## Task instructions
Nothing but the listing below, retyped exactly, should appear in the answer.

## Recorded data
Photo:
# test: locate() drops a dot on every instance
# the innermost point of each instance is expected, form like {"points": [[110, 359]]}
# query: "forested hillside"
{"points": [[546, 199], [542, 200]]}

## Result
Photo:
# test: locate() drops a dot on every instance
# the innermost point of each instance is expected, form like {"points": [[110, 359]]}
# query: "forested hillside"
{"points": [[546, 199], [542, 200]]}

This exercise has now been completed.